Exercise goal ::
Exactly the lines from the line that has "the concrete ceiling" through the final line below are to be retyped, and the pictures are not.

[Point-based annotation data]
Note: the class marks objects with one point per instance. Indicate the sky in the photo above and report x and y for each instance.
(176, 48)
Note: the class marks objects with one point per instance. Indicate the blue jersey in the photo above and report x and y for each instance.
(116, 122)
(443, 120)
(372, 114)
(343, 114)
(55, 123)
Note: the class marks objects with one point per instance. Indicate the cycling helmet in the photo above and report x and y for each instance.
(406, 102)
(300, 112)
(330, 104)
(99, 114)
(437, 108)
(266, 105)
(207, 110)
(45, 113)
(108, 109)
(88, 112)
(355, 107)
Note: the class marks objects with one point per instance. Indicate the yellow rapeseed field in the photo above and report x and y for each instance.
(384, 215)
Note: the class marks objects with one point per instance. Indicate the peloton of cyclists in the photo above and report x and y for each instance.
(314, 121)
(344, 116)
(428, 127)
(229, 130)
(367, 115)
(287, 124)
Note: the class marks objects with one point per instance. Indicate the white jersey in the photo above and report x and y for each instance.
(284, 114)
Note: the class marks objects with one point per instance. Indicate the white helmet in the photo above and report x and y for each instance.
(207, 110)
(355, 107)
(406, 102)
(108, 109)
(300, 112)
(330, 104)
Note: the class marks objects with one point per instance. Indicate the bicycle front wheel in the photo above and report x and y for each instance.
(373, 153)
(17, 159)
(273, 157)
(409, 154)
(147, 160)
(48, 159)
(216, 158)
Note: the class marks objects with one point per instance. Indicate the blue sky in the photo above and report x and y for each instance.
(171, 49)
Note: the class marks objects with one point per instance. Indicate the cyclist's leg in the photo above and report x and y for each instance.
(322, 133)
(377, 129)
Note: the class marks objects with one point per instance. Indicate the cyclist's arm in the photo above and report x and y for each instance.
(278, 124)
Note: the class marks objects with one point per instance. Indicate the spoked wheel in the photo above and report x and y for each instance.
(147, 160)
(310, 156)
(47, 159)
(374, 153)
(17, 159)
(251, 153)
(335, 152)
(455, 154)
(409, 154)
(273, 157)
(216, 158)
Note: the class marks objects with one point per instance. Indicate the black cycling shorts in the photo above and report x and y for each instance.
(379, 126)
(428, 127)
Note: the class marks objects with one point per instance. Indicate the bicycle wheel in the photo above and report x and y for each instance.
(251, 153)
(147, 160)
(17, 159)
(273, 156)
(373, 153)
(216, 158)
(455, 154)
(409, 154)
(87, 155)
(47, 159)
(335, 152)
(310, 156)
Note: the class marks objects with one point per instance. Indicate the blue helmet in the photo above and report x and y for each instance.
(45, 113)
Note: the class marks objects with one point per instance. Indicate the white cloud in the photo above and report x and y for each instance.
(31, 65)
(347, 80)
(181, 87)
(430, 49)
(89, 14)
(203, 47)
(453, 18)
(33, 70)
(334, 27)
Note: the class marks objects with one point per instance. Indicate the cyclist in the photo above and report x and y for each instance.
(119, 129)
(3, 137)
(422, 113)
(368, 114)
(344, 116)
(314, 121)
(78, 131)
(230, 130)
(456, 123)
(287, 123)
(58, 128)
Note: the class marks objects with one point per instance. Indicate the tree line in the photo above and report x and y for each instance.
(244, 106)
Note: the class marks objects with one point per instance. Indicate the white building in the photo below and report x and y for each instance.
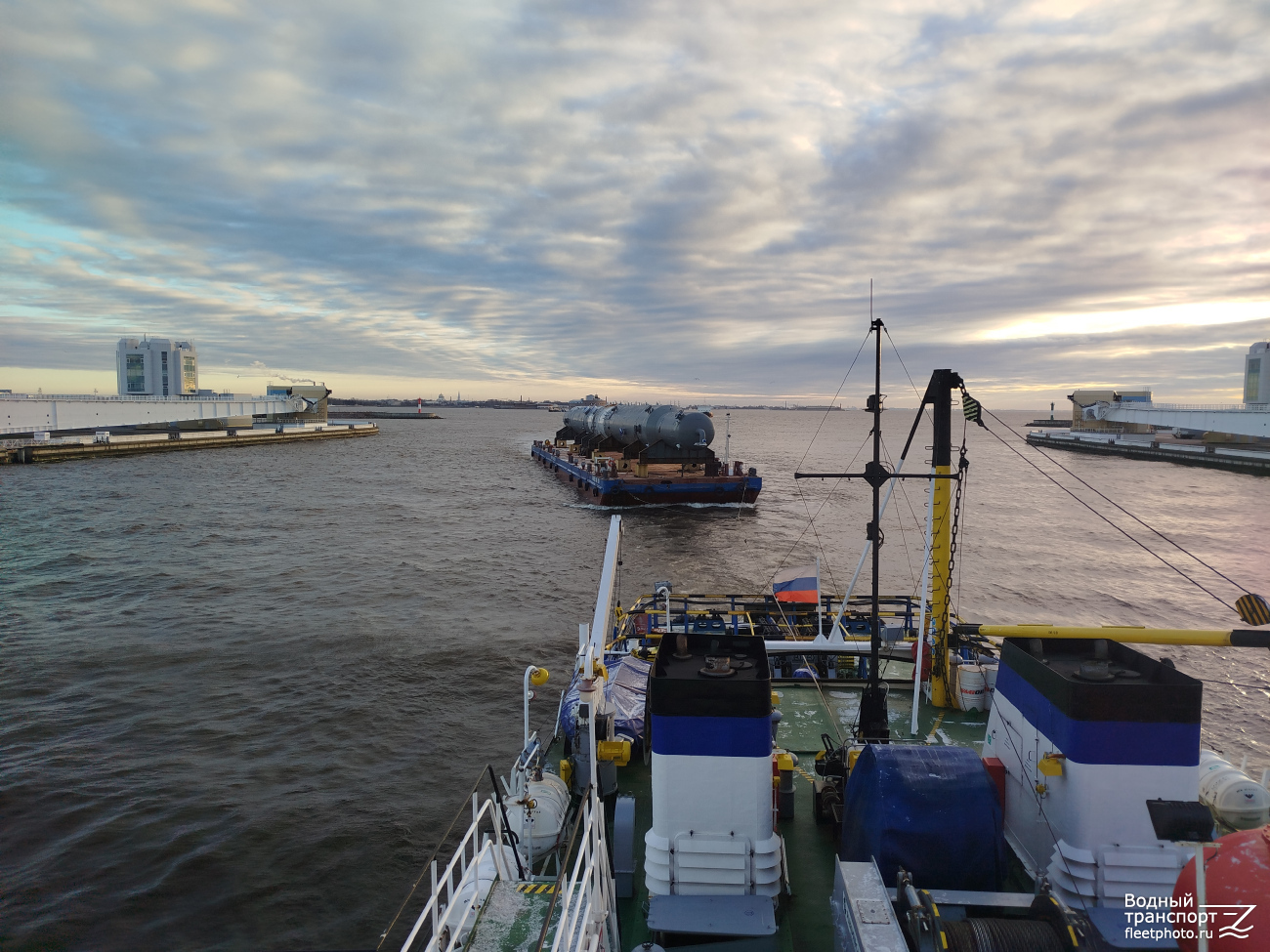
(156, 367)
(1256, 375)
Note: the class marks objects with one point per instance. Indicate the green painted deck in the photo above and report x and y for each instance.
(811, 849)
(512, 918)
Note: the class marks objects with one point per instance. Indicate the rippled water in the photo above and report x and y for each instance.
(244, 690)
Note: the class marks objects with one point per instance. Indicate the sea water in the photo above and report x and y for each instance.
(242, 692)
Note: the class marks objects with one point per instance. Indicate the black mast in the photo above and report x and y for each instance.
(872, 701)
(939, 393)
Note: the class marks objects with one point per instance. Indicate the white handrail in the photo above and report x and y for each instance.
(439, 909)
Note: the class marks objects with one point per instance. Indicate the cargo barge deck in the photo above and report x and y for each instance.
(608, 480)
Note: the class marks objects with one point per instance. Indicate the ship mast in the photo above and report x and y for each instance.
(872, 701)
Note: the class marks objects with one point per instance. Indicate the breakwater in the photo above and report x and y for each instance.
(100, 447)
(1159, 448)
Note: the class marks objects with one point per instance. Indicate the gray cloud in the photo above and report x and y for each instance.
(651, 193)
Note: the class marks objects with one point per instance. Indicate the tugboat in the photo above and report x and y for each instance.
(626, 455)
(725, 775)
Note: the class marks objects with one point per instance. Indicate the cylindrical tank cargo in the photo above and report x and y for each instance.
(627, 423)
(648, 424)
(582, 418)
(684, 430)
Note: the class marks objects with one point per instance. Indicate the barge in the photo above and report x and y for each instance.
(644, 455)
(611, 481)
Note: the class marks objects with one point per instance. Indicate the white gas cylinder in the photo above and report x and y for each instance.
(1236, 800)
(990, 684)
(538, 813)
(972, 686)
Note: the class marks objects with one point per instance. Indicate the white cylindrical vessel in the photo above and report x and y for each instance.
(972, 686)
(990, 684)
(1236, 800)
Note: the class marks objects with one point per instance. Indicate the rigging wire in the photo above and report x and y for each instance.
(1104, 518)
(963, 513)
(1180, 549)
(903, 533)
(826, 417)
(785, 558)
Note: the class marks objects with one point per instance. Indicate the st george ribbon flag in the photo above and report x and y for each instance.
(801, 584)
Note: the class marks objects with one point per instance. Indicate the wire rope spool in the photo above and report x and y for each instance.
(1001, 935)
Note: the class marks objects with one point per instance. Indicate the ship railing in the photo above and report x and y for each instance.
(456, 892)
(587, 900)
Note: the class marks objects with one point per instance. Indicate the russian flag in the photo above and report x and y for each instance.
(801, 584)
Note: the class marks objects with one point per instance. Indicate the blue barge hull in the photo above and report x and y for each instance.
(608, 486)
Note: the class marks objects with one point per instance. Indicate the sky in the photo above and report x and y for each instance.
(549, 198)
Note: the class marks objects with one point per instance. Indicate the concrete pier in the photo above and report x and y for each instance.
(1237, 457)
(94, 447)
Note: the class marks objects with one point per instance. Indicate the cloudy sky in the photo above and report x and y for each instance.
(639, 198)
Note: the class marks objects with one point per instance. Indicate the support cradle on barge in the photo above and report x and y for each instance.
(605, 480)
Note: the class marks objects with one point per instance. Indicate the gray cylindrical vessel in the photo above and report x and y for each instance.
(644, 423)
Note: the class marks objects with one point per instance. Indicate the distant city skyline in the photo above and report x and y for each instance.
(646, 201)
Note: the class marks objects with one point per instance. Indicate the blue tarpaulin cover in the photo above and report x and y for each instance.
(625, 690)
(932, 810)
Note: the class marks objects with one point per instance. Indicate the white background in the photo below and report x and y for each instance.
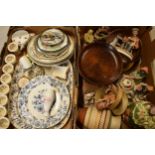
(77, 12)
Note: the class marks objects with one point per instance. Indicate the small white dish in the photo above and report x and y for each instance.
(3, 100)
(8, 68)
(4, 123)
(10, 59)
(3, 111)
(6, 78)
(4, 89)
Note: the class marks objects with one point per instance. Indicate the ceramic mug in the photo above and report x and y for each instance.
(3, 111)
(13, 47)
(4, 123)
(25, 62)
(3, 99)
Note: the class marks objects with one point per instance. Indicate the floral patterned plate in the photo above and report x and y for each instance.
(13, 111)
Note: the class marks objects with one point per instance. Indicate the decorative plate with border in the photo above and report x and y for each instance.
(13, 112)
(61, 106)
(45, 59)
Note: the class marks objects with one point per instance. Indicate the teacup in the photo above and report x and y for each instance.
(8, 68)
(4, 89)
(13, 47)
(3, 111)
(10, 59)
(6, 78)
(4, 123)
(3, 100)
(25, 62)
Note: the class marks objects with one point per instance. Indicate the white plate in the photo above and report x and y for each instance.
(59, 111)
(43, 59)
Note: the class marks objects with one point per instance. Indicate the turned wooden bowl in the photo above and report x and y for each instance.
(100, 64)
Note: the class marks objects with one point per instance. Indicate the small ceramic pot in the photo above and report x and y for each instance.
(49, 99)
(10, 59)
(4, 89)
(6, 78)
(3, 111)
(3, 100)
(13, 47)
(8, 68)
(25, 62)
(4, 123)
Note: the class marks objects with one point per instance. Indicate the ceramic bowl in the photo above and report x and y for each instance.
(13, 47)
(4, 123)
(100, 59)
(3, 111)
(3, 100)
(8, 68)
(6, 78)
(10, 59)
(4, 89)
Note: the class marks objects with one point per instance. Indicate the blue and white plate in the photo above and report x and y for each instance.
(31, 102)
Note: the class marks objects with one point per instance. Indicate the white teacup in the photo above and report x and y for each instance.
(4, 123)
(25, 62)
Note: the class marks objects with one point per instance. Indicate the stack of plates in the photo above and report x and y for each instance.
(51, 47)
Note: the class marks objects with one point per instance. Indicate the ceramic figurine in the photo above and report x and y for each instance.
(106, 102)
(135, 41)
(89, 37)
(141, 116)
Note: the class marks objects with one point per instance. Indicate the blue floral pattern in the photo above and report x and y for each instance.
(24, 119)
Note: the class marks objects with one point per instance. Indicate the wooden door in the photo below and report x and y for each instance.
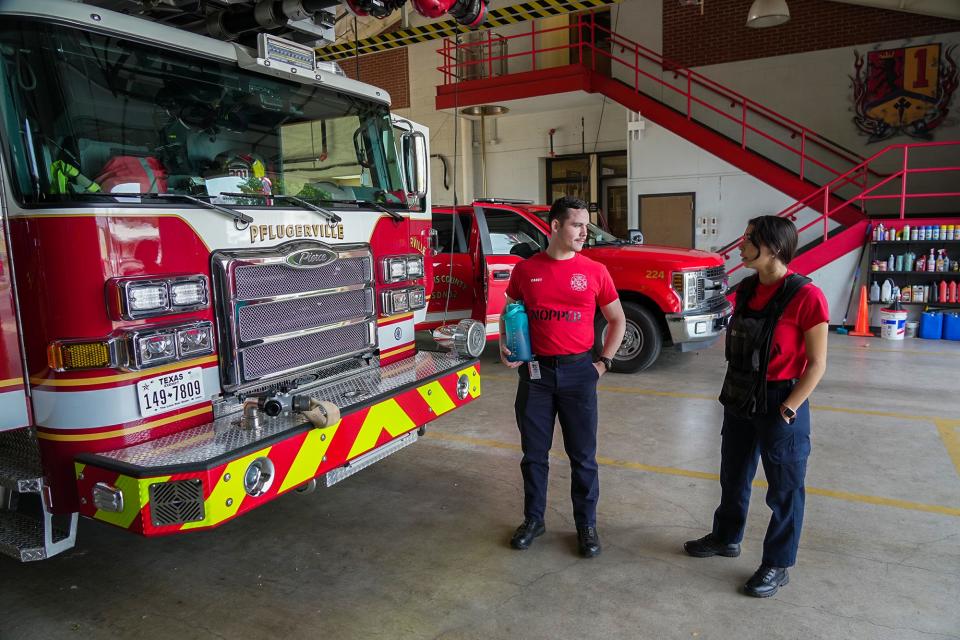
(667, 219)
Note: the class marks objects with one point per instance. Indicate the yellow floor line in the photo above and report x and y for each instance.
(949, 431)
(703, 475)
(713, 397)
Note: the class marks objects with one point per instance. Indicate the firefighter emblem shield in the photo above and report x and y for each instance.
(906, 90)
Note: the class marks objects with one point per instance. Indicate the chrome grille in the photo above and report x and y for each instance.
(270, 280)
(277, 319)
(297, 314)
(296, 353)
(176, 502)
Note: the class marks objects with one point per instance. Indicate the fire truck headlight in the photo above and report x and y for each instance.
(189, 293)
(417, 298)
(144, 298)
(258, 477)
(414, 267)
(195, 340)
(154, 348)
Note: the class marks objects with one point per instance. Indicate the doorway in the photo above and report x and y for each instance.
(667, 218)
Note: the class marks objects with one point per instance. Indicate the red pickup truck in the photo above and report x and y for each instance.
(671, 296)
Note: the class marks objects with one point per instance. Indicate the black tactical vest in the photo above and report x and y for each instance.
(748, 343)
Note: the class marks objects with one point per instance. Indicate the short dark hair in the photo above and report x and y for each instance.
(777, 234)
(560, 209)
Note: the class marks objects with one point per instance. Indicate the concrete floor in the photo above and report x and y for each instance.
(416, 547)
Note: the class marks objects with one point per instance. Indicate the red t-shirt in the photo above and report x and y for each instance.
(807, 309)
(561, 297)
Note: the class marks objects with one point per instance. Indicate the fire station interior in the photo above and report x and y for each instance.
(676, 121)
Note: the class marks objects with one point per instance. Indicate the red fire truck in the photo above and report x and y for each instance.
(211, 266)
(670, 295)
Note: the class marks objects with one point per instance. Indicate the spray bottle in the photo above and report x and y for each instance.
(517, 327)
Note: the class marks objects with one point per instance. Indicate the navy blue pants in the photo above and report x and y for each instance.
(784, 449)
(567, 391)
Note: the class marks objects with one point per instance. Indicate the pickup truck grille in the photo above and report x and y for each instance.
(276, 319)
(712, 289)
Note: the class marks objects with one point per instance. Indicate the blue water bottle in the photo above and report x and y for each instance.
(518, 332)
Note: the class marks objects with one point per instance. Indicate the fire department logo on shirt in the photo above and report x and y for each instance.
(578, 282)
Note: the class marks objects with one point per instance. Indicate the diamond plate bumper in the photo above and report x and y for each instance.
(377, 408)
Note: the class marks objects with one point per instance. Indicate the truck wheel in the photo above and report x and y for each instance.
(641, 343)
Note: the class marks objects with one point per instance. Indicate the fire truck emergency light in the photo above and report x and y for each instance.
(397, 268)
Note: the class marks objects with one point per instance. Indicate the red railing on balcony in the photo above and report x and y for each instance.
(737, 117)
(892, 188)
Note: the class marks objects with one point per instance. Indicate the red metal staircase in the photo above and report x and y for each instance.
(773, 148)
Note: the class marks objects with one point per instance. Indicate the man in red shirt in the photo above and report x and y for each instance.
(561, 290)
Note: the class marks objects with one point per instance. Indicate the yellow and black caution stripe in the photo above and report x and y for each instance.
(436, 30)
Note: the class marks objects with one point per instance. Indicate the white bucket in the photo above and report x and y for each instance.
(892, 324)
(912, 326)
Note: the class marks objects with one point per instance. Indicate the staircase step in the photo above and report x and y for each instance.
(20, 468)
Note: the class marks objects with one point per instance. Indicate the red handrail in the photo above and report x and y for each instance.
(866, 194)
(586, 32)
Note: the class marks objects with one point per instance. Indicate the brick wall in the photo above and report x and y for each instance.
(388, 70)
(721, 34)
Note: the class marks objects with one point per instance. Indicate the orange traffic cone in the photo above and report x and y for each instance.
(863, 316)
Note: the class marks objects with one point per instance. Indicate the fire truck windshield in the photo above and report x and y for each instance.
(88, 113)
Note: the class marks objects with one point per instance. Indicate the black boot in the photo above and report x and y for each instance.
(709, 546)
(766, 581)
(588, 541)
(525, 533)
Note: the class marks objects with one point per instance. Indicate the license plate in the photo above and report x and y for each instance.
(169, 391)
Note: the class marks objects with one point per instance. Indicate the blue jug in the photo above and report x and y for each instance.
(518, 332)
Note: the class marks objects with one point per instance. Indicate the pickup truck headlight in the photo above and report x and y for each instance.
(686, 284)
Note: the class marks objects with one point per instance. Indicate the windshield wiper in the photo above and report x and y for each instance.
(329, 215)
(366, 203)
(233, 213)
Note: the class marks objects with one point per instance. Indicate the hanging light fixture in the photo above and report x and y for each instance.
(767, 13)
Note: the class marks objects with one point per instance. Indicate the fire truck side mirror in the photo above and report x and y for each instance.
(414, 146)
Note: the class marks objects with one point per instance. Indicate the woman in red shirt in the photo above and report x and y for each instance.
(776, 349)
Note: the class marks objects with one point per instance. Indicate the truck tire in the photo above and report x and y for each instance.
(641, 344)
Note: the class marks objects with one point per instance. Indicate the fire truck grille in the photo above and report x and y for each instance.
(296, 353)
(276, 319)
(287, 316)
(176, 502)
(268, 280)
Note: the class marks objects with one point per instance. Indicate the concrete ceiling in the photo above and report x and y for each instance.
(938, 8)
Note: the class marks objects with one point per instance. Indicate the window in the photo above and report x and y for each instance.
(448, 236)
(509, 229)
(89, 114)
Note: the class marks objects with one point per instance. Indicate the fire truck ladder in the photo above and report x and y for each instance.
(28, 531)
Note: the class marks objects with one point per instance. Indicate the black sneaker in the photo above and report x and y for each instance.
(588, 541)
(766, 581)
(525, 533)
(709, 546)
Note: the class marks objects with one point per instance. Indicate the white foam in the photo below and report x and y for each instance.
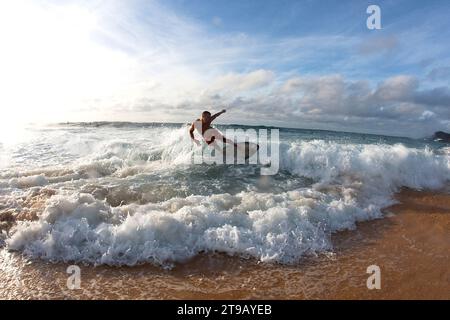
(352, 182)
(268, 227)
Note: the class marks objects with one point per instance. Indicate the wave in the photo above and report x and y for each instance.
(350, 182)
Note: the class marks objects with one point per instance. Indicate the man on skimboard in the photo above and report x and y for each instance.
(209, 133)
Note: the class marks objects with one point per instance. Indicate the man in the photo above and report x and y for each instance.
(209, 134)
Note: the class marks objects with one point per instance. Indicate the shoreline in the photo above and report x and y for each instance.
(410, 245)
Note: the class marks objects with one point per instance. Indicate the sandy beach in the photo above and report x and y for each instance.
(410, 245)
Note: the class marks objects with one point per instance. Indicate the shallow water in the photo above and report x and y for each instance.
(125, 194)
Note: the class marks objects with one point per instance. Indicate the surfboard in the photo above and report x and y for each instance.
(241, 152)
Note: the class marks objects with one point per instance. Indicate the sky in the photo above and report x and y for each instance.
(303, 64)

Written reply ::
Note: the class marks objects with one point per instance. Indicate the concrete ceiling in the photo above and report x and y for each instance.
(938, 8)
Note: the class marks objects with one point per instance. Indicate the window in the photo above and report x and y for each instance.
(448, 236)
(509, 229)
(89, 114)
Note: the class marks objects with one point per instance. Indicate the fire truck ladder in the photo above and report x and y for each instance.
(28, 531)
Note: the class marks objects with one point per instance. Indicate the black sneaker in the photo above and report x and y for each instance.
(588, 541)
(766, 581)
(525, 533)
(709, 546)
Note: the class marks objects with one point per instance. Indicate the white foam in the photo below and report x and y for each instance.
(352, 182)
(268, 227)
Note: the class marks objects with one point per instance. Indicate the wave in the photo above and report x and y for each instance.
(350, 182)
Note: the class marks objects with one point per instance. Indicate the man on skimboard in the photo above and report x and y for each instance.
(209, 133)
Note: the class marks objects with one point per instance. Indicate the man in the photo above and report x and y for each instance.
(209, 134)
Note: the class marks objects with one point per instance. Indicate the shoreline in the photo above and report x and y for each instance.
(410, 245)
Note: the class marks objects with one point per instance. Indicate the sandy beach in the photo above and report x and y for each instance.
(410, 245)
Note: the class marks objects with one point per instance. Indicate the shallow water in the photo above and report x and y for each instance.
(125, 194)
Note: the class marks objects with one point per instance. Indicate the surfboard in the photo above and report x and y for each instance.
(241, 152)
Note: the class marks objects with one point per instance. Indicate the sky in the photo above and report x and y for each instance.
(303, 64)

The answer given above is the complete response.